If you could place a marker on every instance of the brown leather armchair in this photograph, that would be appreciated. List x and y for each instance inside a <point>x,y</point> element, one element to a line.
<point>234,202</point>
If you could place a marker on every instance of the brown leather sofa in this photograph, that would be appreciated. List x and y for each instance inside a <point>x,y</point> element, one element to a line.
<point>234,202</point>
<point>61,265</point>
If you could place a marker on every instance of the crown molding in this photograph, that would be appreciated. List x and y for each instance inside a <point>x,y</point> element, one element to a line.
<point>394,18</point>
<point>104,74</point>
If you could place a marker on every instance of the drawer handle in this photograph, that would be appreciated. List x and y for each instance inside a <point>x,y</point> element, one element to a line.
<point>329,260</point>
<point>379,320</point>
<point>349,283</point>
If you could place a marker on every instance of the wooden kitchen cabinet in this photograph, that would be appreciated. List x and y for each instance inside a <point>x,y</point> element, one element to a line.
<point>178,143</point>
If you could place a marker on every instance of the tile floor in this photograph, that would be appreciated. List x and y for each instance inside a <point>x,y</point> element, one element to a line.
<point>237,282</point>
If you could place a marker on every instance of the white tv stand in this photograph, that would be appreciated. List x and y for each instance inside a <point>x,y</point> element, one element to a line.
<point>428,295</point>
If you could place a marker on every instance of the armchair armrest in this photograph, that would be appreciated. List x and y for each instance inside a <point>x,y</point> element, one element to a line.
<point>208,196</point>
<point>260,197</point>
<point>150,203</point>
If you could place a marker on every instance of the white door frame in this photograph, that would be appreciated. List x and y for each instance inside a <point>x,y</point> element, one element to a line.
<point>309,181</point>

★ ★ ★ ★ ★ ★ ★

Activity: Return the entries in full, keeping every line exactly as it is.

Completed task:
If you could place a marker on every instance of the brown leather armchair in this photograph, that would be appreciated. List x and y for each instance inside a <point>x,y</point> element, one element to a line.
<point>234,202</point>
If you could place a marker on every instance of the brown leather sofa in this photograph, that would be appreciated. List x and y for each instance inside a <point>x,y</point> element, one element to a line.
<point>234,202</point>
<point>61,265</point>
If you could place a marker on every instance of the crown molding in this photograph, that would be appreciated. List x and y for each instance inside a <point>x,y</point> element, one element to a line.
<point>394,18</point>
<point>104,74</point>
If you could place a marker on every instance of the drawer handle in this photograph, that would be appreciated. List x and y for each instance inside a <point>x,y</point> element, one element to a line.
<point>329,260</point>
<point>379,320</point>
<point>349,283</point>
If you could place a marker on every instance of the wooden kitchen cabinet in this photograph, that would be appreciated. List x and y for each instance inside a <point>x,y</point> element, one element to a line.
<point>178,143</point>
If you could place a marker on every instance of the tile floor in this photograph, that would be appreciated. List x and y for each instance inside a <point>x,y</point> element, one element to a line.
<point>237,282</point>
If you could place a marker on every instance of the white tv stand in this photograph, that would be appreciated. List x and y for each instance inside a <point>x,y</point> element, one element to a line.
<point>428,295</point>
If you could place a marker on every instance of the armchair armrest in this photograph, that would be appreciated. List x and y for each instance inside a <point>x,y</point> element, one element to a line.
<point>208,196</point>
<point>260,197</point>
<point>150,203</point>
If you could place a marker on every instance of the white door frame in this photograph, that would be appreciated. List x and y for each instance inside a <point>x,y</point> element, one element to a line.
<point>309,181</point>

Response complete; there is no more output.